▸ **Goal**
Show every line of the entries below that contains the word "response".

▸ **Supplied entries**
- - -

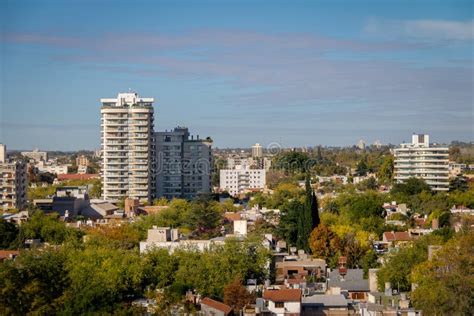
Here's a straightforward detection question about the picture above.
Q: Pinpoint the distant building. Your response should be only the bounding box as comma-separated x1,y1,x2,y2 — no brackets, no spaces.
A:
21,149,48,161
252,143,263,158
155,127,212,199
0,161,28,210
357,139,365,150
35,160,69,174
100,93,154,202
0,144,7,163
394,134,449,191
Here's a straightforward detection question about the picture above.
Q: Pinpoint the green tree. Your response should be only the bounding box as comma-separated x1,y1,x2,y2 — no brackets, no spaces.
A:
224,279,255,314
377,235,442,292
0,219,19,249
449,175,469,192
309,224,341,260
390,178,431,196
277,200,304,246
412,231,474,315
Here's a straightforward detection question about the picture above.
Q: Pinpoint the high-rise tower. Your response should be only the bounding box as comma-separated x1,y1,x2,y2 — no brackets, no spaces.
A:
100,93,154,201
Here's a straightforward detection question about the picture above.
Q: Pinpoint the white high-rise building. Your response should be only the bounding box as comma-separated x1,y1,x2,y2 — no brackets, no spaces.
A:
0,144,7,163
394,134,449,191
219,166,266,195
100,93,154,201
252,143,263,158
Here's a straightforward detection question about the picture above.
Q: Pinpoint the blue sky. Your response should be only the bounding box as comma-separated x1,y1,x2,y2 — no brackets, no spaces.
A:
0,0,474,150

- - -

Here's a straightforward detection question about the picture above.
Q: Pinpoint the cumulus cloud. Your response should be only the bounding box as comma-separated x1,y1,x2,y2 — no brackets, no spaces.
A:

- - -

▸ **Exercise solution**
Q: Pinpoint the distant building. Your response should be only the bounding box as comma-separated x1,y1,x2,y2 — no brackets, no spaces.
Q: Pinpoint the green tree. Your response should be only the bounding box as comma-separated x1,y1,x2,y2 — no brackets, no spaces.
Q: Pinpoint the high-rise tower. Your response should be only the bounding box as comma-separated x1,y1,x2,y2 — no brackets, no spaces.
Q: Pinpoint the white high-rise building. Your response should be only the bounding box as comma-separated x1,y1,x2,y2 — no brackets, no spaces.
Q: Pinpoint the blue sky. Your response should be only the bounding box as comma-separated x1,y1,x2,y2 — no brackets, no spaces.
Q: Pinpoint the cumulus cloud. Your response should be only the bounding box as comma-separated x1,y1,x2,y2 — no brackets, no spaces.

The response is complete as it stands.